▶ YOUR OBJECTIVE:
Copy each line of the data below in which the word "target" can be found.

▶ INPUT RECORDS:
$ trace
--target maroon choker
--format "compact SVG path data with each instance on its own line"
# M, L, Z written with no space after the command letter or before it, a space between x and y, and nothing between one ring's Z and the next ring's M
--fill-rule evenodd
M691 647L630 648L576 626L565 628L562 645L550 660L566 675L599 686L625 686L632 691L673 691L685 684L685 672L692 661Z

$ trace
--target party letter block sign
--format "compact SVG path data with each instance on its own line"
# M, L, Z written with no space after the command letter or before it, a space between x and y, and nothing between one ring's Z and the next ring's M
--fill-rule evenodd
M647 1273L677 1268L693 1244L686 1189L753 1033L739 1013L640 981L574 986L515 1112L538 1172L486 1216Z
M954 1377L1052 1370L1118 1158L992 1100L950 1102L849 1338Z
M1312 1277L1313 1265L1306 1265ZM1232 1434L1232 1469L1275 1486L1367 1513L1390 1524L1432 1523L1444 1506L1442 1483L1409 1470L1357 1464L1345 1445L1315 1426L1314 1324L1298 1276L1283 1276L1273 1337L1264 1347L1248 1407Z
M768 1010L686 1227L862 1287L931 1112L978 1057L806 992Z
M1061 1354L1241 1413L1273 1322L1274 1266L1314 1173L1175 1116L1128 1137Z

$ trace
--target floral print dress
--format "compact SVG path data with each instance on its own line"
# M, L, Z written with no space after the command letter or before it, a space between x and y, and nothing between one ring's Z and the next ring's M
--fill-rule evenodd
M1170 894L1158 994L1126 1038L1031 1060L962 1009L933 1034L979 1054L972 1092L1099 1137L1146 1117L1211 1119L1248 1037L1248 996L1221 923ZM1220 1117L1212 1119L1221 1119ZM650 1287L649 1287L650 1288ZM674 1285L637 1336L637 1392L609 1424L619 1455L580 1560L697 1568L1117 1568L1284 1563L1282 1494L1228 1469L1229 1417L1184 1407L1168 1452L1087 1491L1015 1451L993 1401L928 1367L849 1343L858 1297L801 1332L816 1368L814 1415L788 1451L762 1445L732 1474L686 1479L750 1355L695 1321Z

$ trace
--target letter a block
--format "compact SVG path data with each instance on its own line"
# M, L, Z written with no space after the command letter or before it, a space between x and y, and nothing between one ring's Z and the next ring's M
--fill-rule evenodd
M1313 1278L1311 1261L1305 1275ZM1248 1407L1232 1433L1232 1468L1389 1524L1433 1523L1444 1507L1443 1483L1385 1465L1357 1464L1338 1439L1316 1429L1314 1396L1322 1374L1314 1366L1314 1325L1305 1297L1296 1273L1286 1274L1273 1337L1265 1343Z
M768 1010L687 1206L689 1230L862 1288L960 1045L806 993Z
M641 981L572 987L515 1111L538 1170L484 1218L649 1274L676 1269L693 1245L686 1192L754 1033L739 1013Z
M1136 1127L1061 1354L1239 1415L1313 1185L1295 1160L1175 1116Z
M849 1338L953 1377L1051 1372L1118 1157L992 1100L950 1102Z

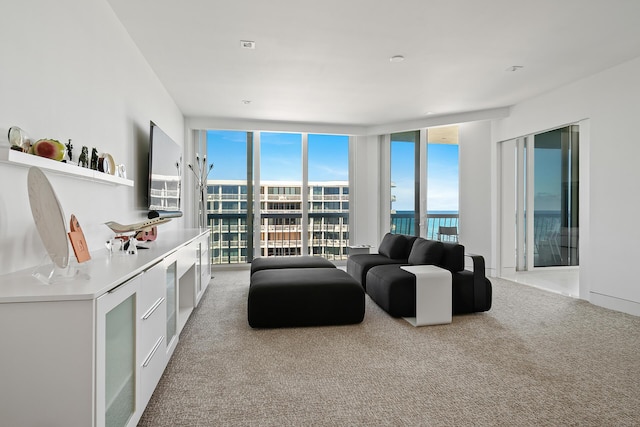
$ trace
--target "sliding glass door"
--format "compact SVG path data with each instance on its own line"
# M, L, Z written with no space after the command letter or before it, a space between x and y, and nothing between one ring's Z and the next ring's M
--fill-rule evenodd
M501 270L579 265L579 127L501 144Z
M535 135L534 267L578 265L578 126Z

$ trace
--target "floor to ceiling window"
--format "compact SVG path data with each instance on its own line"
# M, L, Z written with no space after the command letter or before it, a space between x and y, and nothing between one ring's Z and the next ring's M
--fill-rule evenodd
M207 205L214 263L246 263L254 253L347 258L348 136L213 130L206 135L215 165Z
M458 241L458 126L423 132L426 144L421 144L419 130L390 135L391 232L455 242ZM426 191L421 191L424 188Z
M207 218L214 264L250 262L253 254L253 134L208 131Z
M427 130L428 239L458 241L458 147L458 126Z
M260 133L260 255L302 255L302 134Z
M309 254L347 259L349 137L310 134L307 153Z
M391 233L420 235L420 131L391 134Z

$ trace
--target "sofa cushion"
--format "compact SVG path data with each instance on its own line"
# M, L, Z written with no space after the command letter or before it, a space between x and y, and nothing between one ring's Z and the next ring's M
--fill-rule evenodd
M251 261L251 275L260 270L278 268L332 268L331 261L319 256L270 256L258 257Z
M407 237L402 234L387 233L382 238L378 253L391 259L407 258Z
M380 254L349 255L347 259L347 273L356 279L363 288L367 288L367 272L371 267L385 264L406 264L406 259L394 260Z
M416 276L400 265L378 265L367 272L367 294L393 317L416 315Z
M444 245L437 240L427 240L418 237L413 242L413 247L409 253L409 264L411 265L439 265L442 262Z
M443 242L444 251L440 267L452 273L464 270L464 246L459 243Z

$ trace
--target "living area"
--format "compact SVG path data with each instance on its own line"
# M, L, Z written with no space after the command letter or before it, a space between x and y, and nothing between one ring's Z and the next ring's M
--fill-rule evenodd
M3 5L6 16L18 18L0 27L11 64L0 69L2 153L9 150L4 140L9 129L19 126L34 141L57 139L76 150L97 147L126 166L131 185L45 171L65 214L81 221L88 248L97 253L106 251L104 244L113 237L106 222L147 219L150 121L182 147L185 166L195 164L204 147L199 137L209 129L346 135L349 244L371 246L373 255L390 231L390 135L418 131L426 138L430 128L456 125L458 237L466 252L485 261L491 308L453 316L442 326L414 328L365 296L364 319L355 325L258 330L247 322L250 266L235 271L217 266L200 302L182 316L165 376L157 393L147 396L149 412L137 408L141 425L637 422L640 288L629 266L640 257L640 236L636 227L610 223L633 224L640 208L637 198L629 196L632 183L640 180L640 146L633 138L640 105L639 6L613 1L569 7L549 0L519 5L516 13L498 0L469 1L463 7L412 0L406 8L381 2L375 7L336 2L302 8L285 1L279 9L257 3L247 8L244 2L211 2L213 9L206 11L196 4L148 8L124 0ZM455 21L426 19L436 12ZM515 22L514 14L523 19ZM605 17L612 25L601 25ZM262 21L278 25L265 28ZM464 25L450 31L447 22ZM546 31L540 32L541 26ZM189 40L178 39L188 34ZM253 49L251 43L239 46L253 39ZM443 43L454 41L444 49ZM201 42L214 44L201 47ZM325 61L323 55L337 49L342 50L332 62ZM457 52L457 59L445 63L445 57L429 57L444 50ZM566 52L573 52L570 59ZM205 57L218 62L197 67ZM286 68L293 67L295 58L304 59L307 68ZM167 68L165 60L185 68ZM443 66L433 65L438 63ZM272 69L275 64L284 68ZM369 77L379 80L372 83ZM445 81L449 77L453 82ZM199 78L208 82L200 85ZM262 89L252 92L260 82ZM445 94L436 96L440 87ZM194 103L187 104L187 98ZM566 298L504 279L516 260L506 248L522 236L507 236L503 229L516 214L503 203L501 186L507 180L502 179L506 163L500 144L514 140L518 145L519 138L576 124L581 148L579 292L577 298ZM257 147L259 141L254 142ZM418 145L426 142L421 139ZM416 169L424 170L426 161L420 157ZM4 278L42 264L47 253L30 214L28 169L2 157L0 178ZM198 192L188 169L182 184L184 216L158 226L157 246L178 247L188 240L193 263L180 273L183 283L195 284L197 245L190 244L196 236L180 243L168 238L199 230ZM426 212L421 189L409 190L419 195ZM260 201L254 203L259 208ZM259 241L259 230L252 230L251 238ZM144 251L138 259L149 256ZM169 251L154 260L165 259ZM98 259L106 258L96 257L92 268ZM121 278L114 276L100 280ZM0 279L0 288L6 283ZM41 293L60 289L42 286ZM12 310L17 307L15 301L10 304ZM74 394L83 396L77 406L90 413L91 421L82 425L102 425L104 419L95 413L101 391L92 382L96 348L83 347L77 366L81 375L56 376L58 361L71 365L80 353L61 349L55 331L37 343L21 335L23 325L16 319L32 330L39 323L29 321L26 310L13 316L8 305L0 304L2 335L10 333L15 348L35 348L32 357L40 357L20 387L0 385L0 424L6 414L20 413L56 425L63 412L74 412L59 407L48 414L44 403L34 403L42 377L33 372L48 371L55 377L48 387L58 390L74 383L67 377L75 382L87 378L85 387L91 391ZM96 319L87 313L67 321L92 336ZM2 378L15 369L13 356L0 352Z

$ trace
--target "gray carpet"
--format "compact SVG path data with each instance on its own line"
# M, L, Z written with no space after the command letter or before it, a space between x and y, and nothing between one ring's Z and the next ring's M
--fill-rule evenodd
M253 330L216 271L141 426L640 425L640 318L492 279L493 308L414 328Z

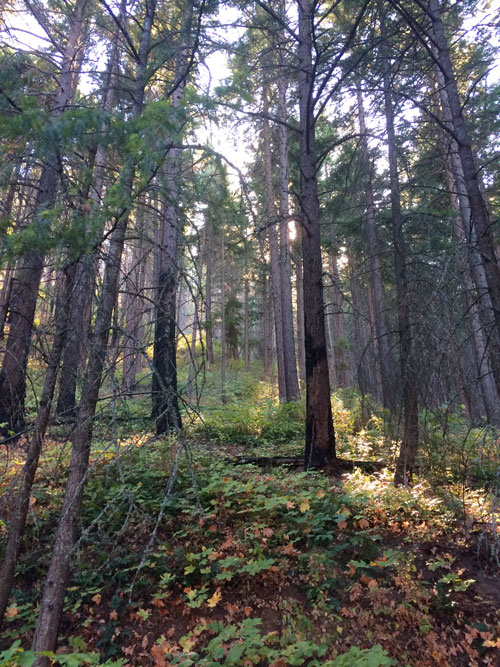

▶ TASK RESPONSE:
--target maroon choker
--target party letter block sign
--target floral print dress
--target letter a block
--target "sliding glass door"
--target "floor to ceiling window"
--target "sofa cushion"
--target "living area"
--target "gray carpet"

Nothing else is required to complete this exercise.